_Request_
Please report every line of the data below that contains the word "light", copying each one as it appears.

_Available records_
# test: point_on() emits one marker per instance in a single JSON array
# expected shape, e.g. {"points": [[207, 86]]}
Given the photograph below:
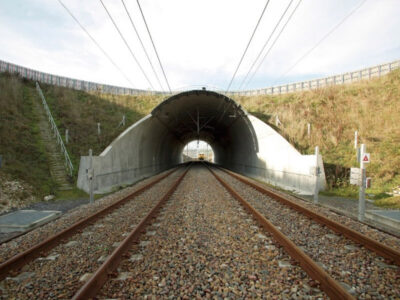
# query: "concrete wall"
{"points": [[246, 145], [143, 149]]}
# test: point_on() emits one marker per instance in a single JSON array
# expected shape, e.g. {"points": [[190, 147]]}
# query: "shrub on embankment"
{"points": [[371, 107]]}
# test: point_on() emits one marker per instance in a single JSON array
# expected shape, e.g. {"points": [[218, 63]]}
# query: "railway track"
{"points": [[365, 267], [204, 245], [67, 258], [189, 235]]}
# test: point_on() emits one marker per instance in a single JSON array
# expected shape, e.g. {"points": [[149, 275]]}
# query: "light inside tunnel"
{"points": [[198, 150]]}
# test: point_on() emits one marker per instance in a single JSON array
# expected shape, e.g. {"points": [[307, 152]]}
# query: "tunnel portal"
{"points": [[240, 142]]}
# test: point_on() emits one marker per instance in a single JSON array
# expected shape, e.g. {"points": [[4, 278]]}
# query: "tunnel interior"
{"points": [[208, 116]]}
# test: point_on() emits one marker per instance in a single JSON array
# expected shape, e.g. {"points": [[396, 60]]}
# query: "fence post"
{"points": [[361, 201], [316, 191], [90, 176], [355, 139]]}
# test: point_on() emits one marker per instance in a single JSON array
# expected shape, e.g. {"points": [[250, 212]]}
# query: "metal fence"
{"points": [[349, 77], [68, 163], [75, 84], [88, 86]]}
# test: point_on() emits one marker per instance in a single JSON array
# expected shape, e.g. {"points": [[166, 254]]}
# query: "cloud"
{"points": [[199, 42]]}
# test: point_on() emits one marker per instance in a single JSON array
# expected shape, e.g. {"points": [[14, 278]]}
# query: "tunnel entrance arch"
{"points": [[240, 142]]}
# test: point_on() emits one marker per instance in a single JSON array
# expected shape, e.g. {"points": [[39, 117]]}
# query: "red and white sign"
{"points": [[366, 158]]}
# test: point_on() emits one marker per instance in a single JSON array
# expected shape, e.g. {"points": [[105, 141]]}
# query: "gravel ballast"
{"points": [[61, 273], [364, 273], [204, 245]]}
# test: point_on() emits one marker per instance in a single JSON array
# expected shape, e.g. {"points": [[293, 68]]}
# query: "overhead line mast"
{"points": [[96, 43], [126, 43]]}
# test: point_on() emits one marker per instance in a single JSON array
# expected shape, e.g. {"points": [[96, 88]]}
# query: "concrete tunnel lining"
{"points": [[240, 142]]}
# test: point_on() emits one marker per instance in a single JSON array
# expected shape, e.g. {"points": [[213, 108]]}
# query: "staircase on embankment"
{"points": [[56, 158]]}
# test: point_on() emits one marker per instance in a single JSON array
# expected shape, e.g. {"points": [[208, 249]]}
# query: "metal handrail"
{"points": [[68, 163]]}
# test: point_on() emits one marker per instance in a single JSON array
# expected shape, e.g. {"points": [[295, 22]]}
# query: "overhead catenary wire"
{"points": [[322, 39], [127, 45], [265, 44], [248, 44], [96, 43], [154, 46], [276, 39], [143, 47]]}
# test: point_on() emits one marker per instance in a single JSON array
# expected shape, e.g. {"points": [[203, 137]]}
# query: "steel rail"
{"points": [[329, 285], [100, 277], [373, 245], [21, 259]]}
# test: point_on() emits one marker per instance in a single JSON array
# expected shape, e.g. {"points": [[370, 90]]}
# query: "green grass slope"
{"points": [[24, 156], [371, 107]]}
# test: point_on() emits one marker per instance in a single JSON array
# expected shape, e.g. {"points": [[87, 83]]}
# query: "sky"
{"points": [[199, 43]]}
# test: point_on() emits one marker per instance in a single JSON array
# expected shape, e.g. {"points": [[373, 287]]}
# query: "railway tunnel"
{"points": [[240, 142]]}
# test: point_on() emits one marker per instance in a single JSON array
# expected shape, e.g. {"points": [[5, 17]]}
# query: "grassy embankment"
{"points": [[24, 154], [371, 107]]}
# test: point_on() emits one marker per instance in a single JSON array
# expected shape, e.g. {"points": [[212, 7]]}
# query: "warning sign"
{"points": [[366, 158]]}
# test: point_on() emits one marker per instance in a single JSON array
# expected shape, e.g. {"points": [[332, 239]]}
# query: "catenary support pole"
{"points": [[361, 201]]}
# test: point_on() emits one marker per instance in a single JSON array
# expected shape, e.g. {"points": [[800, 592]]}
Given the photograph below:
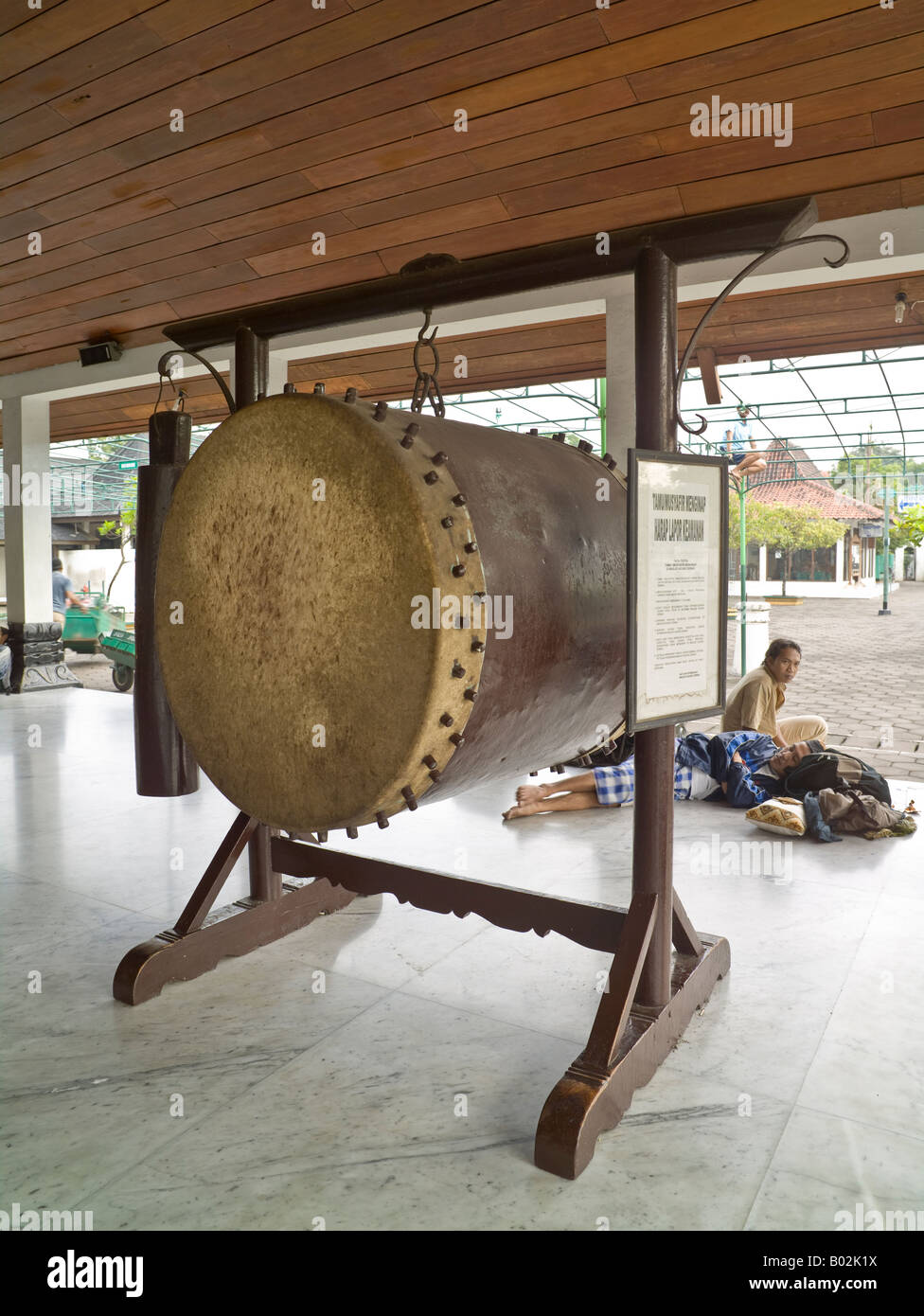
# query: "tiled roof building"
{"points": [[792, 479]]}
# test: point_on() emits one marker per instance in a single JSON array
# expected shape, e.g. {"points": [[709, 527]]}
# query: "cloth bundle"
{"points": [[850, 810]]}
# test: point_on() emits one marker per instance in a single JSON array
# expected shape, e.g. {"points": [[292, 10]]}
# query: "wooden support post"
{"points": [[650, 994], [252, 374], [653, 834]]}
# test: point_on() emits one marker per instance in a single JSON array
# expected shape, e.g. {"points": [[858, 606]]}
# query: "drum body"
{"points": [[358, 608]]}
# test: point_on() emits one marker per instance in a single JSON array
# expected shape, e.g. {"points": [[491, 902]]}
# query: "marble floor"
{"points": [[405, 1093]]}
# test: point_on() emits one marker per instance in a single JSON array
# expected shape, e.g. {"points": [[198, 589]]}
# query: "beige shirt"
{"points": [[752, 705]]}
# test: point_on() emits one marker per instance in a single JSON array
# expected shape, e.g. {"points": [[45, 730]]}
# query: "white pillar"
{"points": [[621, 374], [27, 489], [278, 375]]}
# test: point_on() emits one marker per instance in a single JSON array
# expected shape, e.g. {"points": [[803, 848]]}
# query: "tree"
{"points": [[124, 525], [909, 528], [755, 523], [790, 528]]}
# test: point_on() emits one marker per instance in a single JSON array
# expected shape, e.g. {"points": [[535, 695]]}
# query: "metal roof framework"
{"points": [[828, 407]]}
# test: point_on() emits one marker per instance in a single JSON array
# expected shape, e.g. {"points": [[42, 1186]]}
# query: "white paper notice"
{"points": [[680, 570]]}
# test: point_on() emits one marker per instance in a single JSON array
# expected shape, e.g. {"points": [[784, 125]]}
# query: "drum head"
{"points": [[300, 647]]}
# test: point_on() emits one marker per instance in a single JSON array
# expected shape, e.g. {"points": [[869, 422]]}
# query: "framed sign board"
{"points": [[678, 587]]}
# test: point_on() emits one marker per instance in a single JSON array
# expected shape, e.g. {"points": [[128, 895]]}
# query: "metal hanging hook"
{"points": [[427, 387]]}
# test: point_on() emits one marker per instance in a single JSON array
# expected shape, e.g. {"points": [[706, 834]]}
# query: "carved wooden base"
{"points": [[590, 1099], [232, 931]]}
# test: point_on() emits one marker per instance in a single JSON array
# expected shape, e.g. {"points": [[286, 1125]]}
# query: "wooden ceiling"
{"points": [[341, 120]]}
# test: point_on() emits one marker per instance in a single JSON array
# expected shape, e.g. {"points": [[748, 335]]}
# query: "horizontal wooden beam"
{"points": [[701, 237]]}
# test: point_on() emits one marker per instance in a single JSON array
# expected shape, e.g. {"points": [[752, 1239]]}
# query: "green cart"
{"points": [[84, 627], [118, 645]]}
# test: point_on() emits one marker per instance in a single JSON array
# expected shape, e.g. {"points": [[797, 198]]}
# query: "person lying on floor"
{"points": [[738, 768]]}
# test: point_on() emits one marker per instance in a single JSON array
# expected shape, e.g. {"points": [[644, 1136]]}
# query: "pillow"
{"points": [[785, 816]]}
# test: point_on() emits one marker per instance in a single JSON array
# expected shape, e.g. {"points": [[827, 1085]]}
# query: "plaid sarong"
{"points": [[617, 785]]}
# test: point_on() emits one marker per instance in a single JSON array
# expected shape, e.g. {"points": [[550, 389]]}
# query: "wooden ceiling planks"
{"points": [[343, 120]]}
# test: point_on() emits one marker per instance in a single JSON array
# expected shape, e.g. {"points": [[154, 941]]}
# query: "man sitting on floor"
{"points": [[755, 702], [738, 768]]}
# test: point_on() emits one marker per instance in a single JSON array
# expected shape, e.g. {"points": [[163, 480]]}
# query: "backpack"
{"points": [[836, 772]]}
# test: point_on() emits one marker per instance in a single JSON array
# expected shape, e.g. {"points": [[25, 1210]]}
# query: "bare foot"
{"points": [[522, 810]]}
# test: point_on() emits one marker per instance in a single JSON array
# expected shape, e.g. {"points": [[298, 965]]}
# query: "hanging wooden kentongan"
{"points": [[313, 570]]}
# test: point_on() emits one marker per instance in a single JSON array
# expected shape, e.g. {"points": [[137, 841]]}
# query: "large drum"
{"points": [[361, 608]]}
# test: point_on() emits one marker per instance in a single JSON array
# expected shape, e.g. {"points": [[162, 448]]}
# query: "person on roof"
{"points": [[742, 462], [757, 698]]}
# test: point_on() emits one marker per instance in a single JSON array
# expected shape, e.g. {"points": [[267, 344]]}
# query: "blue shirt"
{"points": [[60, 587], [741, 432]]}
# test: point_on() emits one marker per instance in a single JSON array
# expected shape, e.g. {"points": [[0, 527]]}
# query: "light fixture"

_Result below_
# query: "light inside tunnel"
# query: "light fixture"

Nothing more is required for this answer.